● Record excerpts
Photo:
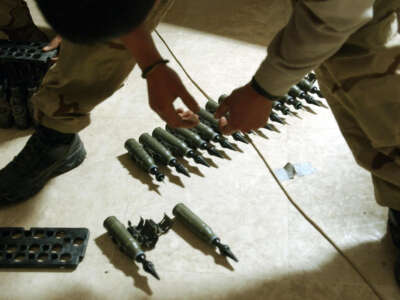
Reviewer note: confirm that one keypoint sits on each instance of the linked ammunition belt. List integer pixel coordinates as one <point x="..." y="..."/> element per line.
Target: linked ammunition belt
<point x="22" y="68"/>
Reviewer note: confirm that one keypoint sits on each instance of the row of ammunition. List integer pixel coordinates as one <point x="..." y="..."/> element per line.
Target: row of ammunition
<point x="163" y="146"/>
<point x="131" y="245"/>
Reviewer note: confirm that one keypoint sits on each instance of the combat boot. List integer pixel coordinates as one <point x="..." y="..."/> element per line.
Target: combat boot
<point x="394" y="229"/>
<point x="47" y="153"/>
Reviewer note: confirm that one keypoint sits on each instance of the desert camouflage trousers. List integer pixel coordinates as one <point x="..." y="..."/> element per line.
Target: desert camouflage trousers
<point x="84" y="75"/>
<point x="362" y="86"/>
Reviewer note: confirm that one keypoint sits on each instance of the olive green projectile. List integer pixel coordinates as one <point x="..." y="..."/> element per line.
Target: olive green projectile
<point x="194" y="140"/>
<point x="291" y="101"/>
<point x="162" y="153"/>
<point x="194" y="223"/>
<point x="171" y="141"/>
<point x="142" y="158"/>
<point x="129" y="245"/>
<point x="209" y="118"/>
<point x="201" y="229"/>
<point x="123" y="238"/>
<point x="157" y="149"/>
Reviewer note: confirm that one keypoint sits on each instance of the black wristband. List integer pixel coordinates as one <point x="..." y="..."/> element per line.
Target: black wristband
<point x="254" y="84"/>
<point x="147" y="70"/>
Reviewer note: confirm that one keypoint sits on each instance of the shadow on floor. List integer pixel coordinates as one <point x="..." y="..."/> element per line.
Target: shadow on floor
<point x="7" y="135"/>
<point x="138" y="173"/>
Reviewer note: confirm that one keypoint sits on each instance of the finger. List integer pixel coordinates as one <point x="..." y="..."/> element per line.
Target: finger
<point x="189" y="101"/>
<point x="170" y="115"/>
<point x="54" y="43"/>
<point x="228" y="129"/>
<point x="222" y="110"/>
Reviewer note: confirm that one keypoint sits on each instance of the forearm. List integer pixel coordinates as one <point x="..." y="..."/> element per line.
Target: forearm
<point x="316" y="31"/>
<point x="142" y="47"/>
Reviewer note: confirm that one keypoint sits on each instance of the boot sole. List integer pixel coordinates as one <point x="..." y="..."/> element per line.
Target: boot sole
<point x="71" y="162"/>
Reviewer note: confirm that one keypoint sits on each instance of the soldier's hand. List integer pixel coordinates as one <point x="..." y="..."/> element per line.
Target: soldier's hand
<point x="243" y="110"/>
<point x="164" y="87"/>
<point x="54" y="44"/>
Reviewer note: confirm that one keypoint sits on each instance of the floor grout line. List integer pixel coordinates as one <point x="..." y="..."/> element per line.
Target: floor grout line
<point x="296" y="206"/>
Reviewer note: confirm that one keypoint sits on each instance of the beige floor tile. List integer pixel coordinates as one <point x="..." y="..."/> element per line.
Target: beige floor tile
<point x="281" y="255"/>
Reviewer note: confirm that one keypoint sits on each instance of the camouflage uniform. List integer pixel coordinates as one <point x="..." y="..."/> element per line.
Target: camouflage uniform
<point x="83" y="77"/>
<point x="362" y="85"/>
<point x="355" y="47"/>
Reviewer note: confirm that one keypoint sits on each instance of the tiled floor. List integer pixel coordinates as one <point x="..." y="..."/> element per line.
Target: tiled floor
<point x="281" y="255"/>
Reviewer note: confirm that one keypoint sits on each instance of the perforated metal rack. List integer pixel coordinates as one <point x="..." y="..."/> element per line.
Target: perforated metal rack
<point x="42" y="247"/>
<point x="26" y="51"/>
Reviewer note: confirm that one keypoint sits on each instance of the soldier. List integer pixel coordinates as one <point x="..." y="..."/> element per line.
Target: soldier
<point x="353" y="45"/>
<point x="98" y="51"/>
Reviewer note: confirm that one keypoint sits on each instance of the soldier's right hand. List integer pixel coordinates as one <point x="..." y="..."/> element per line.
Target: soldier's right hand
<point x="164" y="87"/>
<point x="54" y="44"/>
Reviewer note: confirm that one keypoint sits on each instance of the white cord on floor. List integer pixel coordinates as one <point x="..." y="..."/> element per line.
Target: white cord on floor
<point x="291" y="200"/>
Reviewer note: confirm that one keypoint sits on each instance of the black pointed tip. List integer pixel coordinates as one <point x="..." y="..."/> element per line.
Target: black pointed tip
<point x="201" y="160"/>
<point x="160" y="177"/>
<point x="149" y="268"/>
<point x="181" y="169"/>
<point x="227" y="145"/>
<point x="226" y="251"/>
<point x="240" y="138"/>
<point x="215" y="152"/>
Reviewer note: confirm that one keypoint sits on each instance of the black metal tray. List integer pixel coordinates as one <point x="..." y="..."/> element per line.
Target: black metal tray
<point x="42" y="247"/>
<point x="25" y="51"/>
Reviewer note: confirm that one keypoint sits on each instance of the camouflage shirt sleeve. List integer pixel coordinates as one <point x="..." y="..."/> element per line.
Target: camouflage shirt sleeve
<point x="315" y="32"/>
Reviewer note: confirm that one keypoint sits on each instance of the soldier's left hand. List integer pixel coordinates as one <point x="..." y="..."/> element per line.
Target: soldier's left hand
<point x="243" y="110"/>
<point x="164" y="87"/>
<point x="54" y="44"/>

● Problem requirements
Each line in the records above should be reproduced exactly; images are not copied.

● Output below
Photo:
Reviewer note: confirm that one keypoint sits on each instance of the linked ammunition belt. List integer pixel coordinates as one <point x="..." y="..."/> element per line.
Target: linked ammunition belt
<point x="22" y="68"/>
Reviewer note: confirm that one keypoint sits on each instance of the row of ammunition. List integer pixel coordinates as one <point x="..." y="..."/> element per line.
Target: row of ammunition
<point x="163" y="146"/>
<point x="131" y="245"/>
Reviewer note: confirm that one keypoint sits on each instance of the combat boot. List integer pixel coordinates as one <point x="..." y="..."/> element per line.
Target: combat boot
<point x="394" y="229"/>
<point x="47" y="153"/>
Reviewer note: confirm that one keypoint sits on each instance of the desert camouflage trousers. List integer pixel coordinates as one <point x="..." y="..."/> element per line.
Target: desert camouflage trousers
<point x="84" y="75"/>
<point x="362" y="86"/>
Reviewer note: confirm that one keypoint sits on each instance of the olive green projectile. List integer pixel coordinates as one <point x="..." y="..."/> element per line.
Target: olive green projectile
<point x="194" y="140"/>
<point x="291" y="101"/>
<point x="162" y="153"/>
<point x="194" y="223"/>
<point x="171" y="141"/>
<point x="142" y="158"/>
<point x="129" y="245"/>
<point x="209" y="118"/>
<point x="201" y="229"/>
<point x="123" y="238"/>
<point x="157" y="149"/>
Reviewer note: confirm that one keypoint sits on each instance of the black wristband. List integer pixel coordinates as one <point x="..." y="..."/> element per line.
Target: black wristband
<point x="254" y="84"/>
<point x="147" y="70"/>
Reviewer note: confirm that one keypoint sits on each instance of the shadow on floor. List integer pixel coordinates as one <point x="..." y="..."/> element per line.
Target: shadow on floor
<point x="7" y="135"/>
<point x="138" y="173"/>
Reviewer note: confirm that one keypoint sits on each instance of the finger. List integer pixel coordinates as one <point x="..." y="..."/> element per line.
Target: finger
<point x="189" y="101"/>
<point x="170" y="115"/>
<point x="54" y="43"/>
<point x="228" y="129"/>
<point x="222" y="110"/>
Reviewer note: confirm that one keypoint sits on each instance of the forearm. List integer pixel coordinates as one <point x="..." y="..."/> element per line.
Target: forearm
<point x="316" y="31"/>
<point x="142" y="47"/>
Reviewer note: confirm that one keypoint sits on each instance of the boot sole. List integer pixel coordinates as one <point x="..." y="..."/> element per line.
Target: boot sole
<point x="71" y="162"/>
Reviewer note: confirm that one keypoint sits on each instance of the soldier's hand. List integer pixel coordinates as one <point x="..." y="..."/> element per line.
Target: soldier's hand
<point x="243" y="110"/>
<point x="164" y="87"/>
<point x="54" y="44"/>
Reviewer note: confirm that one keypoint sits on each instance of the floor grout line. List integer pixel coordinates as one <point x="..." y="..."/> element per line.
Target: floor grout line
<point x="296" y="206"/>
Reviewer note: confirm that one keypoint sits on each instance of the beige floor tile. List integer pixel coordinates as one <point x="..." y="..."/> element per line.
Target: beige floor tile
<point x="281" y="255"/>
Reviewer note: confirm that one keypoint sits on each instance of the camouflage uniform. List integer pixel coordinates as one <point x="..." y="..."/> element per line.
Target: camouflage uniform
<point x="83" y="77"/>
<point x="362" y="85"/>
<point x="355" y="47"/>
Reviewer note: confirm that one keypoint sits on each instance of the tiled floor. List integer pixel coordinates as one <point x="..." y="..."/> element per line.
Target: tiled floor
<point x="281" y="255"/>
Reviewer note: confirm that one keypoint sits on each instance of the perforated metal rack. List integer pixel coordinates as one <point x="..." y="..."/> element per line.
Target: perforated metal rack
<point x="42" y="247"/>
<point x="26" y="51"/>
Reviewer note: confirm that one keypoint sits on each instance of the soldier. List integer pixel coordinates as one <point x="..." y="..."/> element per line.
Target: soldier
<point x="353" y="45"/>
<point x="98" y="51"/>
Reviewer note: confirm that one keypoint sits on each instance of the soldier's right hand. List integer pixel coordinates as one <point x="..." y="..."/> element per line.
Target: soldier's right hand
<point x="164" y="87"/>
<point x="54" y="44"/>
Reviewer note: confirm that one keypoint sits on each instance of the white cord on floor. List integer pixel coordinates as one <point x="..." y="..."/> element per line.
Target: white cord on floor
<point x="291" y="200"/>
Reviewer note: confirm that one keypoint sits on each instance of the black pointed tip. List integer pixel coordinates as one <point x="..." y="..."/> element per line.
Target: black pointed tip
<point x="201" y="160"/>
<point x="160" y="177"/>
<point x="149" y="268"/>
<point x="181" y="169"/>
<point x="227" y="145"/>
<point x="226" y="251"/>
<point x="240" y="138"/>
<point x="215" y="152"/>
Reviewer note: confirm that one keypoint sits on each instance of the black metal tray. List integer pixel coordinates as one <point x="..." y="..."/> element per line.
Target: black metal tray
<point x="42" y="247"/>
<point x="25" y="51"/>
Reviewer note: confirm that one keypoint sits on each instance of the camouflage shirt sleeve. List integer pixel coordinates as one <point x="..." y="..."/> element per line.
Target: camouflage shirt sleeve
<point x="315" y="32"/>
Reviewer note: confirm that one keypoint sits on each instance of the soldier's left hand. List integer pixel coordinates as one <point x="..." y="..."/> element per line.
Target: soldier's left hand
<point x="243" y="110"/>
<point x="164" y="87"/>
<point x="54" y="44"/>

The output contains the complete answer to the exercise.